* OBJETIVO 1 *
Reescribe el fragmento del texto sobre Héctor Tizón que empieza con las palabras "Por: Natalia Páez" y termina con "mujer de Strasser.", sustituyendo "novelas" por "libros".
* OBJETIVO 2 *
Entrega como lista JSON de cadenas, una por línea y sin las líneas en blanco, el tramo de las filas que va desde la línea que contiene "TARGET = boat stanchion" hasta la última línea de las filas, ambas incluidas.

* TEXTO MOSTRADO *
Hace un año se iba el  hombre que sabía escuchar el silencio y que hablaba en sus textos con el español mestizo aprendido de sus nodrizas. Emocionado retrato del escritor argentino que habló con la desértica voz de la Puna.
Por: Natalia Páez
Hace un año exactamente moría Héctor Tizón, la voz de la Puna. Tenía 82 años, dejaba más de 20 novelas, cuentos, artículos y ensayos. Y el reconocimiento de locales y foráneos, como haber sido nombrado Caballero de la Orden de las Artes y las Letras por el gobierno francés; o haber sido propuesto para el Nobel de Literatura en 2005 por la Fundación Konex. Se iba como había vivido: escribiendo. Había publicado Memorial de la Puna (Alfaguara 2012), un libro que repasaba los grandes temas que lo obsesionaron, esas historias que también había contado en las que se consideran sus obras maestras, como Fuego en Casabindo, La casa y el viento, La mujer de Strasser.

Si bien los viajes y el exilio lo atravesaron e imprimieron marcas que quedaron en toda su producción, había elegido vivir y morir en Jujuy. Su esposa por 52 años, compañera en su pasión por las letras, la filóloga y escritora Flora Guzmán, lo recordó para esta entrevista sin velar sus lágrimas por la ausencia pero también sin evitar una serena alegría al evocar su agudo sentido del humor y los incontables momentos de plenitud y riqueza que vivió junto a él.
"Nuestra vida no es otra cosa más que recordar; una vida es una acumulación de nombres, de tristeza, de rostros, de cielos y jardines, y debemos recordarlo todo antes de que anochezca", había escrito en aquel libro de memorias.
Nació en Rosario de la Frontera, Salta, el 21 de octubre de 1929. Pero su vida transcurrió en Yala, Jujuy. Allí pasó su infancia y conoció el desierto y la lengua quechua. En los años de exilio entre 1976 hasta 1982 en los que vivió principalmente en España pero también en París y Milán tuvo una crisis existencial que lo llevó a querer olvidarse de su país para siempre. Allí Flora, su mujer, lo convenció de ponerse en manos de un terapeuta para superar su voluntad enfermiza de olvido. Cuenta que durante semanas viajó desde la localidad madrileña de Cercedilla hasta la capital, para tratarse. De las notas que tomó por esos días surgió el libro La casa y el viento.
Lejos del folklorismo provinciano en sus historias hay problemas universales enmarcados en un escenario con cerros de siete colores. Estando en México, adonde viajó en 1960 publicó su primer libro de relatos al que tituló A un costado de los rieles. Allí se relacionó con escritores de la talla de Juan Rulfo, Ernesto Cardenal o Ezequiel Martínez Estrada.
Trabajó atmósferas sencillas sin perder la épica. Con personajes que son una apología del silencio y la soledad. Tal vez una característica que compartían con sus paisajes puneños.
Fue muchos. Abogado, periodista, también fue diplomático y llegó a ser juez de la Corte Suprema en Jujuy. "Exiliado y regresado", así se definió una vez.

* FILAS A PROCESAR *
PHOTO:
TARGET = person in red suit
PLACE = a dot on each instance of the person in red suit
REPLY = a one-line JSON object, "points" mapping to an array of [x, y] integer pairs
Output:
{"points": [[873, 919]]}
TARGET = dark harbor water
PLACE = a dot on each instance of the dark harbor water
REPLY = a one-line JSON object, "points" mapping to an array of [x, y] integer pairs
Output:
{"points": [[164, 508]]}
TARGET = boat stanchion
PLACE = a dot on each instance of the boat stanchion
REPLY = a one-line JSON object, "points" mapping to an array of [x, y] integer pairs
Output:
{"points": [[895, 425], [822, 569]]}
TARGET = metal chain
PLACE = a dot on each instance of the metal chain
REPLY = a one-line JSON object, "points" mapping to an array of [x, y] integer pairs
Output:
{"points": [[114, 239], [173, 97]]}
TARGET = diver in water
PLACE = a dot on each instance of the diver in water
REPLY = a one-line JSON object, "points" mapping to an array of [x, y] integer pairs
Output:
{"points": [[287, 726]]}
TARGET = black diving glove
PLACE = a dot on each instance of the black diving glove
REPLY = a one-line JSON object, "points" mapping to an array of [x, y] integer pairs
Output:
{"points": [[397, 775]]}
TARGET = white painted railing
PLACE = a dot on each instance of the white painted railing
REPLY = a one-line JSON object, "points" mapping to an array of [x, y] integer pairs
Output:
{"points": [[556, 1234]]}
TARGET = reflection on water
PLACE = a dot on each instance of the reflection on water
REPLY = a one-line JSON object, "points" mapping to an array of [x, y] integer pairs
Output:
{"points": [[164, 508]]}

* RESPUESTA 1 *
Por: Natalia Páez
Hace un año exactamente moría Héctor Tizón, la voz de la Puna. Tenía 82 años, dejaba más de 20 libros, cuentos, artículos y ensayos. Y el reconocimiento de locales y foráneos, como haber sido nombrado Caballero de la Orden de las Artes y las Letras por el gobierno francés; o haber sido propuesto para el Nobel de Literatura en 2005 por la Fundación Konex. Se iba como había vivido: escribiendo. Había publicado Memorial de la Puna (Alfaguara 2012), un libro que repasaba los grandes temas que lo obsesionaron, esas historias que también había contado en las que se consideran sus obras maestras, como Fuego en Casabindo, La casa y el viento, La mujer de Strasser.

* RESPUESTA 2 *
[
  "TARGET = boat stanchion",
  "PLACE = a dot on each instance of the boat stanchion",
  "REPLY = a one-line JSON object, \"points\" mapping to an array of [x, y] integer pairs",
  "Output:",
  "{\"points\": [[895, 425], [822, 569]]}",
  "TARGET = metal chain",
  "PLACE = a dot on each instance of the metal chain",
  "REPLY = a one-line JSON object, \"points\" mapping to an array of [x, y] integer pairs",
  "Output:",
  "{\"points\": [[114, 239], [173, 97]]}",
  "TARGET = diver in water",
  "PLACE = a dot on each instance of the diver in water",
  "REPLY = a one-line JSON object, \"points\" mapping to an array of [x, y] integer pairs",
  "Output:",
  "{\"points\": [[287, 726]]}",
  "TARGET = black diving glove",
  "PLACE = a dot on each instance of the black diving glove",
  "REPLY = a one-line JSON object, \"points\" mapping to an array of [x, y] integer pairs",
  "Output:",
  "{\"points\": [[397, 775]]}",
  "TARGET = white painted railing",
  "PLACE = a dot on each instance of the white painted railing",
  "REPLY = a one-line JSON object, \"points\" mapping to an array of [x, y] integer pairs",
  "Output:",
  "{\"points\": [[556, 1234]]}",
  "TARGET = reflection on water",
  "PLACE = a dot on each instance of the reflection on water",
  "REPLY = a one-line JSON object, \"points\" mapping to an array of [x, y] integer pairs",
  "Output:",
  "{\"points\": [[164, 508]]}"
]